Extract:
Who can you trust? Is your pension fund “built on a lie”?
Your pension pot may well be your biggest investment, second only to your home. Maybe you have an investment ISA, too.
You’re open to advice on investing, but good advice isn’t free, and chances are you don’t have a financial adviser.
Perhaps you do your own research. Trawling comparison tables of thousands of funds, aware that past performance is no guarantee but not sure how to factor in other statistics such as Alpha, Beta And Sharpe. Or maybe you just want somewhere relatively safe for your money to grow year after year.
One particular fund manager – Neil Woodford – is promoted to you through advertising around those comparison tables and frequent name-drops in news articles. He looks reliable, solid, middle-aged and carries himself with confidence. Someone who’d stand his round down the pub. More importantly he’s been through a couple of rough economic cycles with his reputation as a good stockpicker intact. The performance figures of his funds speak for themselves. He works for a fund management company whose own symbol is that of mountain-like solidity and endurance. He’s in the best buy lists of independent fund information companies. So, why not invest in one of his funds?

Dataset extract:
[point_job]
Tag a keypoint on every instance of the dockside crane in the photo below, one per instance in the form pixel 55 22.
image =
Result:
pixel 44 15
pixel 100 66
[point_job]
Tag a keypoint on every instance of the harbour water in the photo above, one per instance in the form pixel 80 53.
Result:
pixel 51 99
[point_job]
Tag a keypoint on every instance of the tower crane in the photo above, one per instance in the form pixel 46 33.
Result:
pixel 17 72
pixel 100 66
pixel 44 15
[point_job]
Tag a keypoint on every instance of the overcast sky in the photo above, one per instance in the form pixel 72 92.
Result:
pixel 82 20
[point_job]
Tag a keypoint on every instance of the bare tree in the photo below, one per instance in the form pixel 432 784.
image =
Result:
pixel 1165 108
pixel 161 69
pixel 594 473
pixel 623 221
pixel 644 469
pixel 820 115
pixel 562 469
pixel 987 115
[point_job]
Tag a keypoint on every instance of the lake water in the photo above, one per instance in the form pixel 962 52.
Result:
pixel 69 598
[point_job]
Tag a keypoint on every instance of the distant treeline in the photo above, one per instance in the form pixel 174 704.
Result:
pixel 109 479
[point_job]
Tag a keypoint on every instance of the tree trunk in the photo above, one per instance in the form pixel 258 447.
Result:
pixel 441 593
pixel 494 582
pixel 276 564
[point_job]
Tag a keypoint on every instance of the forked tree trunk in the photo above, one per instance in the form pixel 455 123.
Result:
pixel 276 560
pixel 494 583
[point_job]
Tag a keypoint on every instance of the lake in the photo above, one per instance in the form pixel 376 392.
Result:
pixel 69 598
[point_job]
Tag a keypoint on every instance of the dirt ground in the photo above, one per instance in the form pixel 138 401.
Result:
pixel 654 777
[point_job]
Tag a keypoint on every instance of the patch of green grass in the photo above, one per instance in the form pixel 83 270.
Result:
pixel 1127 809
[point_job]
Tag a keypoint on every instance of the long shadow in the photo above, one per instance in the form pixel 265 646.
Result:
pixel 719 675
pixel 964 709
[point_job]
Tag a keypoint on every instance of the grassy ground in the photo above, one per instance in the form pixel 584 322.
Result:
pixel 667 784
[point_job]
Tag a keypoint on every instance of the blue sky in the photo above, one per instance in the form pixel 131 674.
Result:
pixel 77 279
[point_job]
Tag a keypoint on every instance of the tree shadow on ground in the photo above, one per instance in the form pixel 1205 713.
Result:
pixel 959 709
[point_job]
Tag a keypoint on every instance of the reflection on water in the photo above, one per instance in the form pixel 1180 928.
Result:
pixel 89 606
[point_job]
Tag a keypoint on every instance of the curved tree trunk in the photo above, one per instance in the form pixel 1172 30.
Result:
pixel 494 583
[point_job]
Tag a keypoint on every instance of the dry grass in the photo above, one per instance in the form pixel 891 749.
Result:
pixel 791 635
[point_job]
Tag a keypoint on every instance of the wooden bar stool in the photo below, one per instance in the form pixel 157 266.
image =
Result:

Required work:
A. In the pension article above, which fund manager is promoted through advertising and news articles?
B. Reproduce the pension article above, everything from "You’re open to" down to "year after year.".

Answer set:
A. Neil Woodford

B.
You’re open to advice on investing, but good advice isn’t free, and chances are you don’t have a financial adviser.
Perhaps you do your own research. Trawling comparison tables of thousands of funds, aware that past performance is no guarantee but not sure how to factor in other statistics such as Alpha, Beta And Sharpe. Or maybe you just want somewhere relatively safe for your money to grow year after year.